# Excerpted passage
>>

An Odyssey in Search of Elusive Data
by Humberto Gutierrez

My Oh My, How Things Have Changed!
On a recent trip to Ciudad Juárez, Mexico, I was very surprised to observe the differences in the city where I’d spent my high school and college years.

My memories of El Paso, Texas, and Juárez, Mexico, are negative. One reason is that what was then called Texas Western College and now is The University of Texas at El Paso (UTEP) was an institution where it was almost unknown for Mexican-Americans to join any fraternity. Now I find out that UTEP has a president who is Mexican-American. Similarly, my first cousin, who was voted out when she tried to join a sorority at Texas Western, is now the proud owner of a company and has received many local business honors.

There are many other dramatic changes in these two border cities since I lived there some 30 years ago. The minority back then–Mexican-Americans–is now the majority, yet there is so little research available on Mexican-Americans and how they are progressing. This is true in El Paso, Texas, and throughout the United States.

Most literature and research fails to segregate data on Mexican-Americans from that of all Latinos or Hispanics. Also, most literature and research describes only the poor segment of our Mexican-American community, though with good reason. They are most in need. According to the figures on California during the 1990s, “The income of a family of four in the lowest quarter of wage earners fell from $28,600 to $27,000 in constant dollars.”

But it is important to know more about the group of Mexican-American professionals who are and will be more and more influential in shaping the future of our society.

In Search of Statistics
A U.S. Census Bureau report dated March 2001 stated that “Among Hispanics, 66 percent were of Mexican origin. The country’s overall Latino population was close to 33,000,000 or 12 percent of our total population.” Some scholars are saying that the census 2000 figures show the
Hispanic population at 35.3 million, about 3 million more than that estimate.

Let me here remind the reader that the real human beings behind these numbers represent the entire spectrum of historical roots that one could imagine. At one end, you have the Mexican-American whose roots reach back to the arrival of Spanish explorers on this continent. A case in point is my stepfather’s nephew, a lawyer turned teacher. His grandmother’s last name was Flores. She was a native of Floresville, Texas, a small town near San Antonio named after her family during the early Spanish Exploration of North America. On the other end of the spectrum are the newly migrated Mexican-American professionals, about whom we know so little.

The chart shows numbers of employed Mexican-Americans and Cuban-Americans and the percentage of which are managers and professionals,as reported in the 1990 Census, by gender.

Employed Hispanic persons by occupation as percent of all employed Hispanic persons by sex, by type of Hispanic origin, 1990. The numbers represent thousands.

There are far fewer Cubans than Mexican-Americans, yet they are 25.4 percent of the Hispanic managers and professionals. It is also noteworthy that males outnumber females by a ratio of almost 2- to-1.

<<

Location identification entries

>>

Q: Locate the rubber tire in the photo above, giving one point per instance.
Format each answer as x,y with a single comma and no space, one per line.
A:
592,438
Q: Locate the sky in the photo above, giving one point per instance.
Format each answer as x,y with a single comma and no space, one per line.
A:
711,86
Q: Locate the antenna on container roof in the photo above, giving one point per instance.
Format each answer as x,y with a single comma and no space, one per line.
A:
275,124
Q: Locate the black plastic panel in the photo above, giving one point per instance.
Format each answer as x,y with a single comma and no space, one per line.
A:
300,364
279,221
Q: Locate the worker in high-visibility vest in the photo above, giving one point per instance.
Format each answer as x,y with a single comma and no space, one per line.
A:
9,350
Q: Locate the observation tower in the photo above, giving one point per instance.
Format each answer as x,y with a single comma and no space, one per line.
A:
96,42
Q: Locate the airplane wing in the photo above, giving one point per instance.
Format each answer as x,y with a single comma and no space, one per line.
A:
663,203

<<

# Problems to work on
- A) Render this sentence from the essay on Mexican-American data into Spanish: "Now I find out that UTEP has a president who is Mexican-American."
- B) Reproduce every one of the location identification rows word for word, from the first to the last.

# Results
- A) Ahora me entero de que UTEP tiene un presidente que es mexicoamericano.

- B)
Q: Locate the rubber tire in the photo above, giving one point per instance.
Format each answer as x,y with a single comma and no space, one per line.
A:
592,438
Q: Locate the sky in the photo above, giving one point per instance.
Format each answer as x,y with a single comma and no space, one per line.
A:
711,86
Q: Locate the antenna on container roof in the photo above, giving one point per instance.
Format each answer as x,y with a single comma and no space, one per line.
A:
275,124
Q: Locate the black plastic panel in the photo above, giving one point per instance.
Format each answer as x,y with a single comma and no space, one per line.
A:
300,364
279,221
Q: Locate the worker in high-visibility vest in the photo above, giving one point per instance.
Format each answer as x,y with a single comma and no space, one per line.
A:
9,350
Q: Locate the observation tower in the photo above, giving one point per instance.
Format each answer as x,y with a single comma and no space, one per line.
A:
96,42
Q: Locate the airplane wing in the photo above, giving one point per instance.
Format each answer as x,y with a single comma and no space, one per line.
A:
663,203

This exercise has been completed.